• Short problem:
Retype the complete listing exactly as it appears.

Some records
[start]

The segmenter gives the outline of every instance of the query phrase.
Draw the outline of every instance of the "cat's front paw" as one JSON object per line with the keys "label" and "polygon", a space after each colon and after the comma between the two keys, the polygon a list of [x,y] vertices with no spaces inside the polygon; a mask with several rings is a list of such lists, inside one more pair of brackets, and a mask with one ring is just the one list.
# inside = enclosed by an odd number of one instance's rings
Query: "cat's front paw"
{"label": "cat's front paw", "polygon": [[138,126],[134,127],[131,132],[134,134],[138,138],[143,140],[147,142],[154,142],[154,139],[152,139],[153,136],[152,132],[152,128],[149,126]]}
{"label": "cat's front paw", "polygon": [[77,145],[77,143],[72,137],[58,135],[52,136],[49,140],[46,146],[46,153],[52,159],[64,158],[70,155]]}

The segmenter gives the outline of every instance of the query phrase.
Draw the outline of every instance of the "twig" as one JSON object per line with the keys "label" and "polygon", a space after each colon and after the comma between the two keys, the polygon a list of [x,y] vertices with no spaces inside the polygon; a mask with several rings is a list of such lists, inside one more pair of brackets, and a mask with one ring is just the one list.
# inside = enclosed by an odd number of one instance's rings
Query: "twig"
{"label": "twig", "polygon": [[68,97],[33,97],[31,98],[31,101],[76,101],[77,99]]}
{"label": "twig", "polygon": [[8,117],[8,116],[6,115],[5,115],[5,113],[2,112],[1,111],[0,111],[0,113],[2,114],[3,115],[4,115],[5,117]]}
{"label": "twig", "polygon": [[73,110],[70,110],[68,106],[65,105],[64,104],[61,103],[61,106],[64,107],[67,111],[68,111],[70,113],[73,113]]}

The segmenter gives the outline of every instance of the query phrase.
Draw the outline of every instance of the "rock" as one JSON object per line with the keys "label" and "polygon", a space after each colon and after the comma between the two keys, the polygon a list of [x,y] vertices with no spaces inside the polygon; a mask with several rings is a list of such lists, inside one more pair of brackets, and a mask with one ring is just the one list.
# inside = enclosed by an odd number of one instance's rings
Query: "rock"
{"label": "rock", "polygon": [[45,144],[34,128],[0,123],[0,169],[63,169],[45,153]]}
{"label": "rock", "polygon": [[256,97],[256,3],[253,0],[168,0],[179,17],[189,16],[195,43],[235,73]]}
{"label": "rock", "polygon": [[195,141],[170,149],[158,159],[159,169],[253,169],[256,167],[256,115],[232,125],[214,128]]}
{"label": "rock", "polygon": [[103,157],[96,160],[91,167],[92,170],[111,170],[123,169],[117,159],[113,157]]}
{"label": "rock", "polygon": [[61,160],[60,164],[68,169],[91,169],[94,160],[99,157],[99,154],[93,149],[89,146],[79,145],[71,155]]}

[end]

• Finished task:
The segmenter gives the outline of every instance of the query phrase.
Draw the outline of every instance of the "cat's front paw" as one JSON object per line with the keys "label" and "polygon", a space after each colon and after the comma between the two keys, the polygon a list of [x,y] vertices with no spaces inside the polygon; a mask with several rings is a list of such lists, inside one more pair of brackets, and a mask with one ring is just the one list.
# inside = enclosed by an odd number of one instance's rings
Query: "cat's front paw"
{"label": "cat's front paw", "polygon": [[138,126],[134,127],[131,132],[134,134],[138,138],[143,140],[147,142],[154,142],[154,139],[152,139],[153,136],[152,132],[152,128],[149,126]]}
{"label": "cat's front paw", "polygon": [[77,145],[77,143],[72,137],[58,135],[52,136],[49,140],[46,146],[46,153],[52,159],[64,158],[70,155]]}

The segmenter gives the outline of every instance of the query phrase.
Draw the outline of every instance of the "twig" as one JSON object per line with the keys "label" and "polygon", a space after each colon and after the comma between the two keys, the polygon a list of [x,y] vertices with no spaces inside the polygon; a mask with several rings is a list of such lists, inside one more pair of brackets, and a mask with one ring is just the one list.
# inside = enclosed by an odd number of one instance's rings
Query: "twig"
{"label": "twig", "polygon": [[68,97],[33,97],[31,98],[31,101],[76,101],[77,99]]}
{"label": "twig", "polygon": [[8,117],[8,116],[6,115],[5,115],[5,113],[2,112],[1,111],[0,111],[0,113],[2,114],[3,115],[4,115],[5,117]]}
{"label": "twig", "polygon": [[73,110],[70,110],[68,106],[65,105],[64,104],[61,103],[61,106],[64,107],[67,111],[68,111],[70,113],[73,113]]}

The segmenter gives the outline of every instance of the query phrase.
Draw the outline of every instance of the "rock" as one JSON object per line with the keys "label" and "polygon", a space after each colon and after the comma between the two keys, the polygon a list of [x,y] vertices with no spaces inside the polygon; a mask with several rings is a list of such lists, inside one more pair of brackets, and a mask with one ring is just the one list.
# inside = enclosed by an odd number of one instance's rings
Query: "rock"
{"label": "rock", "polygon": [[45,144],[34,128],[0,123],[0,169],[63,169],[45,153]]}
{"label": "rock", "polygon": [[256,97],[256,3],[253,0],[168,0],[179,17],[189,16],[195,43],[235,73]]}
{"label": "rock", "polygon": [[195,141],[170,149],[158,159],[159,169],[253,169],[256,167],[256,115],[232,125],[214,128]]}
{"label": "rock", "polygon": [[103,157],[96,160],[91,167],[92,170],[111,170],[123,169],[117,159],[113,157]]}
{"label": "rock", "polygon": [[61,160],[60,164],[68,169],[91,169],[94,160],[99,157],[99,154],[93,149],[89,146],[79,145],[71,155]]}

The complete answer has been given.